■ Stated task ■
Output every entry exactly, from the first line to the last.

■ Extracted records ■
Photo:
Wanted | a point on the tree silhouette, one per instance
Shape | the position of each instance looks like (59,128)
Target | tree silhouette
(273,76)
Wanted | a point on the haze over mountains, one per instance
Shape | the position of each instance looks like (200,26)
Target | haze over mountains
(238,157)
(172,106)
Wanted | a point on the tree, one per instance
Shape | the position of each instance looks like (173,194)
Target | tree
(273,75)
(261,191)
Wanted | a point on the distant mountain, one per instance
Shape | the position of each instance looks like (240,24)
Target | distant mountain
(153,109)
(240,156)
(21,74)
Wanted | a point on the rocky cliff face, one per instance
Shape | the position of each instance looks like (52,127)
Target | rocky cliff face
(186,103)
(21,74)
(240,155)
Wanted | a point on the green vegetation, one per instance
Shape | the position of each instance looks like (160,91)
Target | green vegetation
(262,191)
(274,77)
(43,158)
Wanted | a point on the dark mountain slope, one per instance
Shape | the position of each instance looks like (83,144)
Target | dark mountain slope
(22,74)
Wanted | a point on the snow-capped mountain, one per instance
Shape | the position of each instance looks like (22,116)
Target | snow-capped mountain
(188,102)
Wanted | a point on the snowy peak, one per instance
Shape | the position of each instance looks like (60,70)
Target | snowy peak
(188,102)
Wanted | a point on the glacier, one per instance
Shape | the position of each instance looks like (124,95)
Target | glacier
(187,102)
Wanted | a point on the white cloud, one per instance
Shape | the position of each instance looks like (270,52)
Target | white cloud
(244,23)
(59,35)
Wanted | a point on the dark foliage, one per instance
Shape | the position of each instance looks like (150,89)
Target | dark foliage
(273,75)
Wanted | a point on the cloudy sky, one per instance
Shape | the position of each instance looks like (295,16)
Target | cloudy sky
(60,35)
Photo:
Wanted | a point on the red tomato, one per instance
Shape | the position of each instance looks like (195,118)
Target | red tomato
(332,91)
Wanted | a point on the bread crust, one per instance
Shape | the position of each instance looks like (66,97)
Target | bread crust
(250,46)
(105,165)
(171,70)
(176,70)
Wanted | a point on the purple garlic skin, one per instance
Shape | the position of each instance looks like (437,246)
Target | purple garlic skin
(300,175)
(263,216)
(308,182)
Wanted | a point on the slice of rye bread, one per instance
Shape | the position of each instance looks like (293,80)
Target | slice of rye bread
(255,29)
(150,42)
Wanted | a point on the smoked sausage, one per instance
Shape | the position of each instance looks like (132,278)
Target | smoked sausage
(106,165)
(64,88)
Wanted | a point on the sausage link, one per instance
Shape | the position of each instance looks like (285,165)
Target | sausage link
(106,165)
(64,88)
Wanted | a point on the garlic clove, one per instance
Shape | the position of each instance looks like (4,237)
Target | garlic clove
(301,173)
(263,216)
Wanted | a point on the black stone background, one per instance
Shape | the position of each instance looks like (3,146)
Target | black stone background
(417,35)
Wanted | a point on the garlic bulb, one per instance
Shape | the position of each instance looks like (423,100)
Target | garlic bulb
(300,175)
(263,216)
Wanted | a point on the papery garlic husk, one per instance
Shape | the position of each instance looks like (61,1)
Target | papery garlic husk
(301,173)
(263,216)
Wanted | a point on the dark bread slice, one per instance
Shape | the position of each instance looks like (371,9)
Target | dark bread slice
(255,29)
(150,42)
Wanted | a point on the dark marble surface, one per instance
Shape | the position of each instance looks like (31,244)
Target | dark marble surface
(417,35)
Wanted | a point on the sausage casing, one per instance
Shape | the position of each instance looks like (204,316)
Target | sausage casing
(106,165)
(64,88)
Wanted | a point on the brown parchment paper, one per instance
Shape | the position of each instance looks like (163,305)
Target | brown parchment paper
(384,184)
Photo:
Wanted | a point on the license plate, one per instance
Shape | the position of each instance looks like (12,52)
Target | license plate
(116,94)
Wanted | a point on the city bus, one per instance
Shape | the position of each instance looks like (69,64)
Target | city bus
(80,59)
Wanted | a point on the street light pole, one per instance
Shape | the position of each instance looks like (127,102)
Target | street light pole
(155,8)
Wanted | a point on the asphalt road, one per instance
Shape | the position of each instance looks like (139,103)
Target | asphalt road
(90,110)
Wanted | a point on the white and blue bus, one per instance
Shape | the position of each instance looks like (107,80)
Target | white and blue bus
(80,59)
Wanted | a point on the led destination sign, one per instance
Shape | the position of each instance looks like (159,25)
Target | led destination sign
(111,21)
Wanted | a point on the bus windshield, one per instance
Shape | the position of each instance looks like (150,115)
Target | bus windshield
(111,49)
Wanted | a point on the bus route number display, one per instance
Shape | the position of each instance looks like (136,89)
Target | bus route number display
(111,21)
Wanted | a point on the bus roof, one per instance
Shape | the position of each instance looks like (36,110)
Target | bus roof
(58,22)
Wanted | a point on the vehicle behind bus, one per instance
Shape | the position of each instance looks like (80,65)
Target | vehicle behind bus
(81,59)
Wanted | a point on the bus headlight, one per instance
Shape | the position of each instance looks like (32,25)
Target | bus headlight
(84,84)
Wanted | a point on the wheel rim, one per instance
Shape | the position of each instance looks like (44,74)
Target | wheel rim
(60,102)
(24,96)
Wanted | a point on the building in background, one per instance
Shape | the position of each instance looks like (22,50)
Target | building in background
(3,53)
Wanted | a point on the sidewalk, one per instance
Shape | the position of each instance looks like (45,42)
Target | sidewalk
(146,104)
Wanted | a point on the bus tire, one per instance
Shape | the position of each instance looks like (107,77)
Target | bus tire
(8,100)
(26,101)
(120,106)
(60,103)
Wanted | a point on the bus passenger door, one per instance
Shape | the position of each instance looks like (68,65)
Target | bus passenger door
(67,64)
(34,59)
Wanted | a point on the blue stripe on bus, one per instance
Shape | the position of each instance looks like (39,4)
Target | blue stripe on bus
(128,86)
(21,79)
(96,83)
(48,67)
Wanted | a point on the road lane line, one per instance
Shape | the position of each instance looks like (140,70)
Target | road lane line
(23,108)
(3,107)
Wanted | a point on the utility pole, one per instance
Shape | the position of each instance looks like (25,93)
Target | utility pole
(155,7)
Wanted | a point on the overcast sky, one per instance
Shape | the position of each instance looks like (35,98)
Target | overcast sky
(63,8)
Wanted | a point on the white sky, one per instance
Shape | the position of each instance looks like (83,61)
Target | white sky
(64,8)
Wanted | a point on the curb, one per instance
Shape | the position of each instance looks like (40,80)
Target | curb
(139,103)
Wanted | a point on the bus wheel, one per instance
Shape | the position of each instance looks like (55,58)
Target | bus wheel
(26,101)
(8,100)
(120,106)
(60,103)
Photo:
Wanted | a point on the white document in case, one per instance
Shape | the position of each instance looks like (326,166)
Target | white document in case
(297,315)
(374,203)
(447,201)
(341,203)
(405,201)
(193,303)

■ Result of this task ■
Photo:
Wanted | a point on the tree silhouette, one per instance
Shape | the position of each instance looks like (59,128)
Target | tree silhouette
(273,76)
Wanted | a point on the haze over mountains, one per instance
Shape | the position of each instance looks like (200,26)
Target | haze over mountains
(238,157)
(172,106)
Wanted | a point on the tree, one per instance
Shape | the position of each instance looks like (173,194)
Target | tree
(273,75)
(261,191)
Wanted | a point on the distant mountain, one per instance
Shape | the position of each instance looks like (240,24)
Target | distant mountain
(153,109)
(240,156)
(21,74)
Wanted | a point on the rocky cliff face, one per instance
Shape | the position of each instance looks like (52,127)
Target | rocky cliff face
(186,103)
(21,74)
(240,155)
Wanted | a point on the green vegetation, one per instance
Shape | the position of each instance looks like (160,91)
Target | green vegetation
(262,191)
(274,77)
(43,158)
Wanted | a point on the dark mountain slope, one per instance
Shape | the position of each instance looks like (83,144)
Target | dark mountain slope
(22,74)
Wanted | a point on the snow-capped mountain, one per instance
Shape | the position of each instance looks like (22,116)
Target | snow-capped mountain
(188,102)
Wanted | a point on the snowy peak, one per instance
Shape | the position of each instance looks like (60,70)
Target | snowy peak
(188,102)
Wanted | a point on the glacier, one per instance
Shape | the position of each instance looks like (124,95)
Target | glacier
(187,102)
Wanted | a point on the white cloud, one per instance
Shape | the position of each instance looks like (270,52)
Target | white cloud
(244,23)
(59,35)
Wanted | a point on the dark foliage, one per instance
Shape | the position of each instance looks like (150,89)
Target | dark foliage
(273,75)
Wanted | a point on the cloudy sky, one per instance
Shape | the position of each instance looks like (295,16)
Target | cloudy sky
(60,35)
Photo:
Wanted | a point on the red tomato, one per instance
Shape | the position of each instance looks like (195,118)
Target | red tomato
(332,91)
Wanted | a point on the bread crust, one per instance
Shape | the position of each instance looks like (66,97)
Target | bread crust
(250,46)
(105,165)
(171,70)
(176,70)
Wanted | a point on the purple garlic skin, one per instance
Shape | the position of each instance looks like (437,246)
Target | purple garlic skin
(300,175)
(263,216)
(308,182)
Wanted | a point on the slice of rye bread, one per instance
Shape | the position of each instance looks like (293,80)
Target | slice of rye bread
(255,29)
(150,42)
Wanted | a point on the smoked sausage, one per instance
Shape | the position of each instance looks like (132,278)
Target | smoked sausage
(106,165)
(64,88)
Wanted | a point on the sausage link, one per instance
Shape | the position of each instance looks like (285,165)
Target | sausage link
(106,165)
(64,88)
Wanted | a point on the garlic clove, one per instance
Shape | the position of each instance looks like (4,237)
Target | garlic clove
(301,173)
(263,216)
Wanted | a point on the black stone background, one per instance
Shape | the position of each instance looks like (3,146)
Target | black stone background
(417,35)
Wanted | a point on the garlic bulb, one per instance
Shape | the position of each instance looks like (423,100)
Target | garlic bulb
(300,175)
(263,216)
Wanted | a point on the papery garlic husk, one per instance
Shape | the position of each instance looks like (61,1)
Target | papery garlic husk
(301,173)
(263,216)
Wanted | a point on the dark bread slice, one per instance
Shape | the position of each instance looks like (371,9)
Target | dark bread slice
(255,29)
(150,42)
Wanted | a point on the dark marble surface, one per instance
Shape | the position of each instance looks like (31,244)
Target | dark marble surface
(417,35)
Wanted | a point on the sausage casing, one per instance
Shape | the position of each instance looks like (204,316)
Target | sausage casing
(106,165)
(64,88)
Wanted | a point on the brown parchment paper, one per instance
Shape | the position of each instance looks like (163,305)
Target | brown parchment paper
(384,184)
Photo:
Wanted | a point on the license plate, one per instance
Shape | the position of each instance looks like (12,52)
Target | license plate
(116,94)
Wanted | a point on the city bus, one per instance
Shape | the position of each instance looks like (69,64)
Target | city bus
(80,59)
Wanted | a point on the street light pole, one per instance
Shape | the position of each instance looks like (127,102)
Target | street light pole
(155,8)
Wanted | a point on the asphalt road, one per instance
Shape | the position of each instance looks like (139,103)
Target | asphalt road
(90,110)
Wanted | a point on the white and blue bus, one per instance
Shape | the position of each instance looks like (107,80)
Target | white and blue bus
(80,59)
Wanted | a point on the led destination sign, one per instance
Shape | the position of each instance looks like (159,25)
Target | led destination sign
(111,21)
Wanted | a point on the bus windshield, one per instance
Shape | the position of each instance looks like (150,115)
Target | bus windshield
(111,49)
Wanted | a point on the bus route number display, one per instance
Shape | the position of each instance looks like (136,89)
Target | bus route number display
(111,21)
Wanted | a point on the bus roof, one per instance
Shape | the position of each instance looks like (36,110)
Target | bus roof
(58,22)
Wanted | a point on the vehicle behind bus, one per instance
Shape | the position of each instance looks like (80,65)
Target | vehicle behind bus
(81,59)
Wanted | a point on the bus headlight, one per instance
Shape | the position of each instance looks like (32,25)
Target | bus headlight
(84,84)
Wanted | a point on the wheel rim, one per instance
Shape | the position of each instance looks like (44,74)
Target | wheel rim
(60,102)
(24,96)
Wanted | a point on the building in background, one per instance
Shape | the position of each instance looks like (22,50)
Target | building in background
(3,53)
Wanted | a point on the sidewalk, one per instance
Shape | the position of each instance looks like (45,42)
Target | sidewalk
(146,104)
Wanted | a point on the bus tire, one per instance
Shape | the position of each instance looks like (107,77)
Target | bus tire
(8,100)
(26,101)
(120,106)
(60,103)
Wanted | a point on the bus passenger door, one per instance
Shape | the position of each instance looks like (68,65)
Target | bus passenger door
(67,64)
(34,59)
Wanted | a point on the blue stripe on bus, one per instance
Shape | the position of each instance looks like (39,4)
Target | blue stripe on bus
(128,86)
(21,79)
(96,83)
(48,67)
Wanted | a point on the road lane line, one per instance
Shape | the position of each instance looks like (140,70)
Target | road lane line
(23,108)
(3,107)
Wanted | a point on the utility pole, one per instance
Shape | the position of each instance looks like (25,93)
Target | utility pole
(155,7)
Wanted | a point on the overcast sky, one per instance
Shape | the position of each instance looks like (35,98)
Target | overcast sky
(63,8)
Wanted | a point on the white sky, one per instance
Shape | the position of each instance looks like (83,61)
Target | white sky
(64,8)
Wanted | a point on the curb, one per instance
Shape | the position of each instance looks like (40,80)
Target | curb
(139,103)
Wanted | a point on the bus wheel, one per instance
Shape | the position of each instance looks like (55,58)
Target | bus wheel
(26,101)
(8,100)
(120,106)
(60,103)
Photo:
Wanted | a point on the white document in case, one per instance
Shape | the position of each instance looks like (326,166)
Target | white document in case
(297,315)
(374,203)
(447,201)
(341,203)
(405,201)
(193,303)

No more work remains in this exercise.